## SELECTED TEXT
..........
Duplicated records returned in a projection
I'm having duplicated records returned by this query.
Everything is available in this test repository I've created to reproduce the issue, but I reproduce here the code and explanation for clarity.
Here is an example Model
internal class Transaction
{
public int Id { get; set; }
public string Name { get; set; }
public List<Statement> Statements { get; set; }
}
internal class Statement
{
public int Id { get; set; }
public int TransactionId { get; set; }
public int ContactId { get; set; }
public string Type { get; set; } //Client, Model, Agency
public string Name { get; set; }
public decimal Amount { get; set; }
public bool IsCommission { get; set; }
public Transaction Tramsaction { get; set; }
public Contact Contact { get; set; }
}
internal class Contact
{
public int Id { get; set; }
public string Name { get; set; }
public List<Statement> Statements { get; set; }
}
here id the DbContext with some preloade data
internal partial class MyDbContext : DbContext
{
public DbSet<Transaction> Transactions { get; set; }
public DbSet<Statement> Statements { get; set; }
protected override void OnConfiguring(DbContextOptionsBuilder optionsBuilder)
{
//Uncomment and add your connection string to use SQL Server intead of InMemoryDatabase
//optionsBuilder.UseSqlServer("YourQueryStringHere")
optionsBuilder.UseInMemoryDatabase("QueryBug")
.EnableSensitiveDataLogging()
.LogTo(Console.WriteLine);
}
protected override void OnModelCreating(ModelBuilder modelBuilder)
..........
## RECORD LIST
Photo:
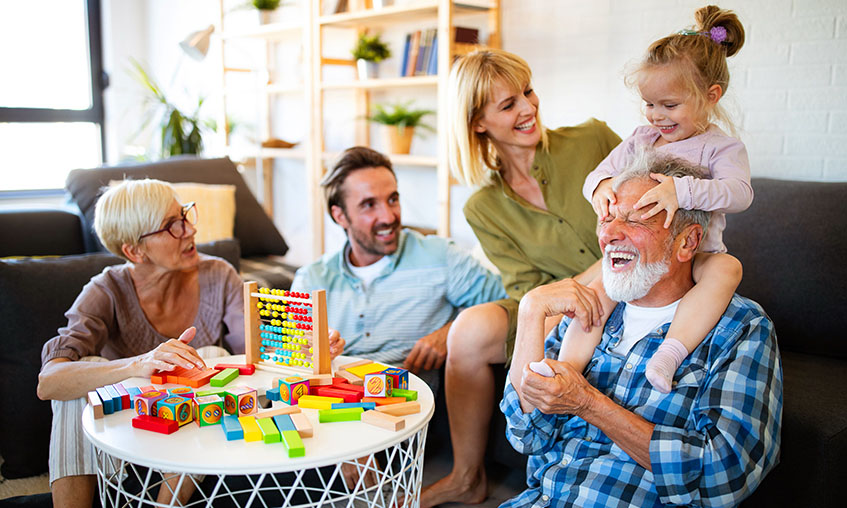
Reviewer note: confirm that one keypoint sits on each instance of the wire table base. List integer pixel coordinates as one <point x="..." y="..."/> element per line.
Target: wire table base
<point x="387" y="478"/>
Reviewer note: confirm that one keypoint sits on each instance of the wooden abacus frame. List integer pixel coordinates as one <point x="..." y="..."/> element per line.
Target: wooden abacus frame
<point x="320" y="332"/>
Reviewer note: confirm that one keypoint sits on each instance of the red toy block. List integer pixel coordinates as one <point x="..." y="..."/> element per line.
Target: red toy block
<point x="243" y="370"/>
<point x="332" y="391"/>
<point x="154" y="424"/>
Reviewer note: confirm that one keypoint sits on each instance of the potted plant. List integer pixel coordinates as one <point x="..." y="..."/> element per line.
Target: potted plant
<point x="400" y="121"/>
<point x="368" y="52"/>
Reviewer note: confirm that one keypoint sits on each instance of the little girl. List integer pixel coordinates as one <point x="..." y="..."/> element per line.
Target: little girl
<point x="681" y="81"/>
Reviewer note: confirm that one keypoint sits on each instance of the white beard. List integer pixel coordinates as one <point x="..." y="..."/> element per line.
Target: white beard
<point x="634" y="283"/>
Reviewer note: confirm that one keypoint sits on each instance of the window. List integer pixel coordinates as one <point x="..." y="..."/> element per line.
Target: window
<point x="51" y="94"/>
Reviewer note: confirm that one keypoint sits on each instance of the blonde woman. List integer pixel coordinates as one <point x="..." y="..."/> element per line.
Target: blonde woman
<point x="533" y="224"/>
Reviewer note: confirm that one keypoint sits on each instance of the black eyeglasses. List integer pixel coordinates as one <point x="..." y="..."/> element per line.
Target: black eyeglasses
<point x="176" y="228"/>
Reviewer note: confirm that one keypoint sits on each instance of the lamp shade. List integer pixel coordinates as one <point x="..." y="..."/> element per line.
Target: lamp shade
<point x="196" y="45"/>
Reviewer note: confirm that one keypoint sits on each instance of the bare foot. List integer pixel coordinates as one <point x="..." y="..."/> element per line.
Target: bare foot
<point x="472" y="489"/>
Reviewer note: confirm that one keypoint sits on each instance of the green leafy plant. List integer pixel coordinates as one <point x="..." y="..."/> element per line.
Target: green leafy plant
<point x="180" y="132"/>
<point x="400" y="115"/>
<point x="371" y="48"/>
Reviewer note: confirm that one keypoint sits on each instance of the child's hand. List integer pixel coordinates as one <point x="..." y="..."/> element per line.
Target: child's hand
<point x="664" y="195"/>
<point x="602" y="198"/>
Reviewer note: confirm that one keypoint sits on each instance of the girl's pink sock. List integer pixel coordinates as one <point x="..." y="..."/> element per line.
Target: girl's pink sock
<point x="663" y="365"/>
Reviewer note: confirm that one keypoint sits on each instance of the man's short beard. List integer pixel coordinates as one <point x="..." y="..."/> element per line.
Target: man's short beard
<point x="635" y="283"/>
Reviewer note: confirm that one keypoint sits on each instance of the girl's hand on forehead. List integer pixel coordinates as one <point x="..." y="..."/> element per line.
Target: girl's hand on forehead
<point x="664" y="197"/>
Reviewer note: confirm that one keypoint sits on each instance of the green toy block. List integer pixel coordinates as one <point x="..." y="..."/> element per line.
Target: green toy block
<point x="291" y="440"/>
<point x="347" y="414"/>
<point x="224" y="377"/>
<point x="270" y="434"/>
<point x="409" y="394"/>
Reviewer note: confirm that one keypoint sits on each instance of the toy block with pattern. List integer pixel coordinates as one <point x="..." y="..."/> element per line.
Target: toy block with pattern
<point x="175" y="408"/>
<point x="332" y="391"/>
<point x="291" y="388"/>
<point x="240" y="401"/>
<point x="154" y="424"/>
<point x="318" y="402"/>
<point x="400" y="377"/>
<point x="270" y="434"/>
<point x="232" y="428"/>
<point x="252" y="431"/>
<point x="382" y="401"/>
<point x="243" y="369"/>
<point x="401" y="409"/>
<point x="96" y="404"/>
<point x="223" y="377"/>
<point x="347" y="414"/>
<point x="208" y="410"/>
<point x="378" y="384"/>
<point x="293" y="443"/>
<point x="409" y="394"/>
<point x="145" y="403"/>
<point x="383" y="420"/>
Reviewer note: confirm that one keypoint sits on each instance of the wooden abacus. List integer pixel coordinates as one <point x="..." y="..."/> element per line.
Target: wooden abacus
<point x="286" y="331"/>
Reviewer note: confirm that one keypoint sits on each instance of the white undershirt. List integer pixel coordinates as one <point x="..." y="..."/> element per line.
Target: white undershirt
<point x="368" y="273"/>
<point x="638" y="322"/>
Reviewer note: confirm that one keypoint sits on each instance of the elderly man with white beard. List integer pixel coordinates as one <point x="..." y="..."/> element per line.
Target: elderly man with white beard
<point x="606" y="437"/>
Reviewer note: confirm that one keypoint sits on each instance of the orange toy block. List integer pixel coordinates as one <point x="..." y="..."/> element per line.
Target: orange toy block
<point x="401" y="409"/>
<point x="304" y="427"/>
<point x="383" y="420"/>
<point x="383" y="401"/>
..........
## DESCRIPTION OF THE TASK
Copy out verbatim the part of the duplicated-records post that begins at the words "Duplicated records returned in" and stops after "explanation for clarity.".

## SOLUTION FOR THIS TASK
Duplicated records returned in a projection
I'm having duplicated records returned by this query.
Everything is available in this test repository I've created to reproduce the issue, but I reproduce here the code and explanation for clarity.